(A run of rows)
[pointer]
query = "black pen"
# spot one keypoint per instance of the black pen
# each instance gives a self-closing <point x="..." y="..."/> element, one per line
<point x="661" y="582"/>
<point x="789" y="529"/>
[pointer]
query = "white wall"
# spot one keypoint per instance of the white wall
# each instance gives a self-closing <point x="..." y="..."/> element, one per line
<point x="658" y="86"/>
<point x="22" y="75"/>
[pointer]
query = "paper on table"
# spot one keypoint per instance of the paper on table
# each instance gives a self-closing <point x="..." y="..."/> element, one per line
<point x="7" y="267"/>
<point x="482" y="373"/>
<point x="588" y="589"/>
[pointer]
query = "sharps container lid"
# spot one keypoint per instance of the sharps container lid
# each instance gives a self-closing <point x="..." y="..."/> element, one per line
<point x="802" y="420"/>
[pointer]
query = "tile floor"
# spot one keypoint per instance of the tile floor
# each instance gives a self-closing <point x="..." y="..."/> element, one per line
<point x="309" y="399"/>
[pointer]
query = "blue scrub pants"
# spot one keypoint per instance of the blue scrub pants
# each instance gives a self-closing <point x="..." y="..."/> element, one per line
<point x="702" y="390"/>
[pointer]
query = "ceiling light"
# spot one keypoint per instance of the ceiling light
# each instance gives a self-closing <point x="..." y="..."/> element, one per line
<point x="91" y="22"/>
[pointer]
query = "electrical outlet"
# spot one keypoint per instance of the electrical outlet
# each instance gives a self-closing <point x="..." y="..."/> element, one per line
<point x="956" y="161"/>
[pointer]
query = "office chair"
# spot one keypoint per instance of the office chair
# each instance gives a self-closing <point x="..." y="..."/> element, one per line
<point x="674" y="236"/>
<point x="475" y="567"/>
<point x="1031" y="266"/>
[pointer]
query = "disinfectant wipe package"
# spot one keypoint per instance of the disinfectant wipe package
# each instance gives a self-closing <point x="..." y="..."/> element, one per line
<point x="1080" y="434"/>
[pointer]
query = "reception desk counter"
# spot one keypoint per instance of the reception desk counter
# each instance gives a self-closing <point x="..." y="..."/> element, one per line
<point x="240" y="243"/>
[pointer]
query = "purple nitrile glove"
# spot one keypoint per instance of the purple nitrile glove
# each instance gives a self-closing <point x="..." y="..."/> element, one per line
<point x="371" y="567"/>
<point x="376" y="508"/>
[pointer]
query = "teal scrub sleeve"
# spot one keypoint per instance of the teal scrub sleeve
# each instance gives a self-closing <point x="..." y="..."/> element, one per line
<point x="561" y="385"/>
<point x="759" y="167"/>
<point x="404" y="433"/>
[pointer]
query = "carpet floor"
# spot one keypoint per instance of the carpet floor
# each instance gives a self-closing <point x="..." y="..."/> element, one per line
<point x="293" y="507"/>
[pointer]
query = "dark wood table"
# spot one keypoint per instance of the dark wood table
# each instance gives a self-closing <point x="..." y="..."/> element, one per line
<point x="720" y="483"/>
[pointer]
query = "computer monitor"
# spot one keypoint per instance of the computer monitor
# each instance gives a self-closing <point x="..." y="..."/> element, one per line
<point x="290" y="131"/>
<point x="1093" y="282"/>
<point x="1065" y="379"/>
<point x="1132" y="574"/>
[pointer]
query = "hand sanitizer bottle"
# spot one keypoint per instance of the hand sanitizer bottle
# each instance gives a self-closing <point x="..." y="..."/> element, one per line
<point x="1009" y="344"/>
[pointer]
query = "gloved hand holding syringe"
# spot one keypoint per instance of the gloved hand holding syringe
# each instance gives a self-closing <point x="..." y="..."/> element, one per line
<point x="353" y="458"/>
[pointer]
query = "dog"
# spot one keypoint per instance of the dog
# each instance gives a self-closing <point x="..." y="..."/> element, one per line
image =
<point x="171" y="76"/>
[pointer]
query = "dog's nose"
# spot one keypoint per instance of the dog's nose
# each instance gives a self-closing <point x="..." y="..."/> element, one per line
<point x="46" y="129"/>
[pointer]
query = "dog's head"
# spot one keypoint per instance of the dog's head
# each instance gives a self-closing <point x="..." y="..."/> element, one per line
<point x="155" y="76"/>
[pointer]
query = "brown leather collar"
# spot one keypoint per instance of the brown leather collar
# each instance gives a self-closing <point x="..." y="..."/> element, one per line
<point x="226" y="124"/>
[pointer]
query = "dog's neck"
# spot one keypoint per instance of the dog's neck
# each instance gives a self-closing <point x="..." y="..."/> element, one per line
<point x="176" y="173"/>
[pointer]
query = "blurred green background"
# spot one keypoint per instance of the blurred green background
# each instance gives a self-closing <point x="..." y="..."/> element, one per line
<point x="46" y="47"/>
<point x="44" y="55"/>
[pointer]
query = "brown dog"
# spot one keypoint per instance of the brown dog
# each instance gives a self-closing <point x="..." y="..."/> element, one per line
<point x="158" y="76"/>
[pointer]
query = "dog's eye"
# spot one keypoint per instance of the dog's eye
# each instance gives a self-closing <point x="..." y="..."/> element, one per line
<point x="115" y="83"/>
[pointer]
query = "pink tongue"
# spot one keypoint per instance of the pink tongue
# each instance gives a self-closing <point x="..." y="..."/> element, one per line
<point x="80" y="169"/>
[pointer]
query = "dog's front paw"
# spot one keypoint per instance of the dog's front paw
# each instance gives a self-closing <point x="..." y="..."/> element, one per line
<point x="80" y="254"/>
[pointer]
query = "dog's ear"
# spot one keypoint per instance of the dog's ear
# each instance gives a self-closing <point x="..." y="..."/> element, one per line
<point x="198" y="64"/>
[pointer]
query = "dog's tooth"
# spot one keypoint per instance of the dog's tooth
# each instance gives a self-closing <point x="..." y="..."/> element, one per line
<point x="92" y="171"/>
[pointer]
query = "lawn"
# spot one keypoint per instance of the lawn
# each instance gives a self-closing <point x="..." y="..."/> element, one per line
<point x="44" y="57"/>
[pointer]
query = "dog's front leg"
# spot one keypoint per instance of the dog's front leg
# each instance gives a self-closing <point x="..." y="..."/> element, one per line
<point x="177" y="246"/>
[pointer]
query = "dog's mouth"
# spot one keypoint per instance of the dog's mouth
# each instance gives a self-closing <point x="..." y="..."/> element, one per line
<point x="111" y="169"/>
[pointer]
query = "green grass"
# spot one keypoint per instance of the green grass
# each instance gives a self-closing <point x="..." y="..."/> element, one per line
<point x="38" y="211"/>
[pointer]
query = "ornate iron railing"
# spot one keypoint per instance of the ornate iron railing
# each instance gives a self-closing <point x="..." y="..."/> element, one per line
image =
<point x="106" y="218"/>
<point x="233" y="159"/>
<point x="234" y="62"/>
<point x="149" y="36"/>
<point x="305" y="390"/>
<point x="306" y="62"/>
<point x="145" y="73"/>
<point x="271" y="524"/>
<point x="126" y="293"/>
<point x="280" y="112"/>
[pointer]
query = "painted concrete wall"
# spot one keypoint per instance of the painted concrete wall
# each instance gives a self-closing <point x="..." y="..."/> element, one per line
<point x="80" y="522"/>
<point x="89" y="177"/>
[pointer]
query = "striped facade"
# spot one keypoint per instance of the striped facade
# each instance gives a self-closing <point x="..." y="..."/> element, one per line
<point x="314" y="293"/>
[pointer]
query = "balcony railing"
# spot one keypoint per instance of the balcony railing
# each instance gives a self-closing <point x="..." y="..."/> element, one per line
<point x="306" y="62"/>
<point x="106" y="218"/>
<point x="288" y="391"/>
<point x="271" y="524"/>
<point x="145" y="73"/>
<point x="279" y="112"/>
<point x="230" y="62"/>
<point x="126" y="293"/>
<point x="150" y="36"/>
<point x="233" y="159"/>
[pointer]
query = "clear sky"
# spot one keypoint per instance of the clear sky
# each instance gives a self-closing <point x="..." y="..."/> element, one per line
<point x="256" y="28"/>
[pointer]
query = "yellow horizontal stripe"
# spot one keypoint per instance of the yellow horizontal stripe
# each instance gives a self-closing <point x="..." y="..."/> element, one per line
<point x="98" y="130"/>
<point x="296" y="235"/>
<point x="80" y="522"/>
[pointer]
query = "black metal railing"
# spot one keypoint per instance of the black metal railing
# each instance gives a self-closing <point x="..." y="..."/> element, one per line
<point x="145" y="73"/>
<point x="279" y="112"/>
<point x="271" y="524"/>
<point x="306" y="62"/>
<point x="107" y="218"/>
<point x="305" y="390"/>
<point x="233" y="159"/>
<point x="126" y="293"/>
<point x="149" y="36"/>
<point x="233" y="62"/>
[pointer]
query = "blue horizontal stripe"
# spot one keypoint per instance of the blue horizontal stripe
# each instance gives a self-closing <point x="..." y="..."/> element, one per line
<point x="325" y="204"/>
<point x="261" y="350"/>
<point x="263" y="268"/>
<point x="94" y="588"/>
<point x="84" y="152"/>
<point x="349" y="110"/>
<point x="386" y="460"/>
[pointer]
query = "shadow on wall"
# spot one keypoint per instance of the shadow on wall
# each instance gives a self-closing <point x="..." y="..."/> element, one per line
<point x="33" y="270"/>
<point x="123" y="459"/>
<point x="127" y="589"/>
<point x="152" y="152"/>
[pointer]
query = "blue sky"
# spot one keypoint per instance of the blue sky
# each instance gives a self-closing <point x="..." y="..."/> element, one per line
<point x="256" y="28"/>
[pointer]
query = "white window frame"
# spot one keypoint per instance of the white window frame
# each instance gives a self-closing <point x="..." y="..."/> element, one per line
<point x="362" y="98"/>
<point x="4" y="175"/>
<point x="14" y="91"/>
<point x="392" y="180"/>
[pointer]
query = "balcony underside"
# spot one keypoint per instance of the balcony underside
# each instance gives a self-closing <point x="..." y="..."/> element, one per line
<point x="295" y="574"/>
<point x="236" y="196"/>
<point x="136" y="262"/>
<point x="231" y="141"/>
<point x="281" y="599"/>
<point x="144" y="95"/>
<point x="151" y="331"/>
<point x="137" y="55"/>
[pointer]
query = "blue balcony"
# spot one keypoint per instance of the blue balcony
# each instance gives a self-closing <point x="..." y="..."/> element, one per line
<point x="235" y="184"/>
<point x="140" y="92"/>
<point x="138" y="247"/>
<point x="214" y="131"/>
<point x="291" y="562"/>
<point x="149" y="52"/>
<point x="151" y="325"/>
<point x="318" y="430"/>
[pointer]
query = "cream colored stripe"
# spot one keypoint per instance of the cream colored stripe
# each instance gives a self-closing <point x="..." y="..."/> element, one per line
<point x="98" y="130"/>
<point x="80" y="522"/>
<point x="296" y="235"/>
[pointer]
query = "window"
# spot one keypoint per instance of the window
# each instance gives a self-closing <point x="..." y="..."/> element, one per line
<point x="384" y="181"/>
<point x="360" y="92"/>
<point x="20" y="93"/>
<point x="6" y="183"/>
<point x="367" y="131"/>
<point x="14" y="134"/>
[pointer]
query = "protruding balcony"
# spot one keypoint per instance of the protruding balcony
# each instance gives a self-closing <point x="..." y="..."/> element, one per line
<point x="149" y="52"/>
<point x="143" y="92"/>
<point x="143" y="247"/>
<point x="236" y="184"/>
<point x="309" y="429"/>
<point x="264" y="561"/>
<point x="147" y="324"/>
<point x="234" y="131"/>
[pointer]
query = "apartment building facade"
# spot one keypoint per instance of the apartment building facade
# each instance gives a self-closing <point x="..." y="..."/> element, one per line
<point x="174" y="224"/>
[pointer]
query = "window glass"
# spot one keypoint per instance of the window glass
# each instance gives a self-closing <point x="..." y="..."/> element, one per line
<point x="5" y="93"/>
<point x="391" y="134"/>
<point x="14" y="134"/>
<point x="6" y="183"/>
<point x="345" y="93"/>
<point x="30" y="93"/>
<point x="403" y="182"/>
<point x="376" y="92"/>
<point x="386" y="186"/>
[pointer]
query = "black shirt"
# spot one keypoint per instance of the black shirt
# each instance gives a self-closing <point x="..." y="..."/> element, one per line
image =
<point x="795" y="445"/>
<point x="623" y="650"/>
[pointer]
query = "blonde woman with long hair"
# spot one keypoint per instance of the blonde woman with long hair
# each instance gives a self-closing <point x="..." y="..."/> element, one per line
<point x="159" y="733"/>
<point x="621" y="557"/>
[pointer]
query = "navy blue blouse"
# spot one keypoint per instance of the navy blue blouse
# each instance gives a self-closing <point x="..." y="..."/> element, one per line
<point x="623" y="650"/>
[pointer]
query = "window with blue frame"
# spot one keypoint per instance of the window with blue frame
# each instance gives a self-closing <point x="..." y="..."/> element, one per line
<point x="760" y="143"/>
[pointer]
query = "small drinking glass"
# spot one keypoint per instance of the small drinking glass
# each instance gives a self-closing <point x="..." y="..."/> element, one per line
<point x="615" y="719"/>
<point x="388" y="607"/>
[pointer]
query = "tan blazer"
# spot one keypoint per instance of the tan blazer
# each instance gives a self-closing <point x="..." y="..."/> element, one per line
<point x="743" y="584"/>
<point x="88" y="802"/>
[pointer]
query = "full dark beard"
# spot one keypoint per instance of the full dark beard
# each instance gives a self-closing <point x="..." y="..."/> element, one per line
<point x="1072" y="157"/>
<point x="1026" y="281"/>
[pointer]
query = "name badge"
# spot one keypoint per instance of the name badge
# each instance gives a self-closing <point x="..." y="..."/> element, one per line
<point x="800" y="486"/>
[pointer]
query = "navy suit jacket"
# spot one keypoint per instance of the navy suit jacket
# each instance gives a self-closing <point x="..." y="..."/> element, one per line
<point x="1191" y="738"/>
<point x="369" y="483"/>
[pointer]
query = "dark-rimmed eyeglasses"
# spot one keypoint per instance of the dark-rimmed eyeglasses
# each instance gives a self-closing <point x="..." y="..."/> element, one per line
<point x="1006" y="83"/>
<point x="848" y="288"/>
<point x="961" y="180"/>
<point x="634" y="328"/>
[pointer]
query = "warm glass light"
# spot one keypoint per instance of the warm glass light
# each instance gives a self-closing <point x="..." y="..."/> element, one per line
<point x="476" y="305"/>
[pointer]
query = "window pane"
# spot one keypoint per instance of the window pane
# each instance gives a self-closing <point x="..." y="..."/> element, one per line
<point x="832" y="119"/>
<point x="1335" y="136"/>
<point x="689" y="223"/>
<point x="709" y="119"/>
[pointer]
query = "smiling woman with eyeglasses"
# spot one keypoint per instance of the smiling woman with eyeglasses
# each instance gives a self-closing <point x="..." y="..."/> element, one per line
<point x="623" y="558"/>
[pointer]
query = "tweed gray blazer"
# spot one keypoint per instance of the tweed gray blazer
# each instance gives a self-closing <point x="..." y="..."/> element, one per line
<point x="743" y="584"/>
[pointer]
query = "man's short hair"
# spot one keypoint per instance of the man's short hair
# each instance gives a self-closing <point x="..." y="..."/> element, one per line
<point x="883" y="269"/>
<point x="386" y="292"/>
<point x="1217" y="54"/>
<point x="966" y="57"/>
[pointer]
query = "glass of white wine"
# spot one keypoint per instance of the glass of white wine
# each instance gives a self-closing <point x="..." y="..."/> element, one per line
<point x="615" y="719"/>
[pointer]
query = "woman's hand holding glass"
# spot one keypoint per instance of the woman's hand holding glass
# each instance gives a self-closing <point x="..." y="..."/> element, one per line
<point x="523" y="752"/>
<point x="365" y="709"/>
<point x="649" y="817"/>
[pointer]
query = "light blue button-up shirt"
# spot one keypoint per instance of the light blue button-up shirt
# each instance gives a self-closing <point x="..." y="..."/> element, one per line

### Task prompt
Select every line in the rows above that contains the word "purple" and copy each one out.

### Reply to the task
query = "purple nitrile glove"
# spot one keypoint per instance of the purple nitrile glove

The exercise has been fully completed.